#### Work required
Please rewrite the listing below as a Markdown table with the columns "Row" and "Listing line," numbering each line and leaving out any blank lines.

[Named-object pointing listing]
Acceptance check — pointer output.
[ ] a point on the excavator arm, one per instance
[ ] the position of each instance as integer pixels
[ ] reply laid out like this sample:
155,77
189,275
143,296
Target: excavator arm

#### Output for this task
| Row | Listing line |
|---|---|
| 1 | Acceptance check — pointer output. |
| 2 | [ ] a point on the excavator arm, one per instance |
| 3 | [ ] the position of each instance as integer pixels |
| 4 | [ ] reply laid out like this sample: |
| 5 | 155,77 |
| 6 | 189,275 |
| 7 | 143,296 |
| 8 | Target: excavator arm |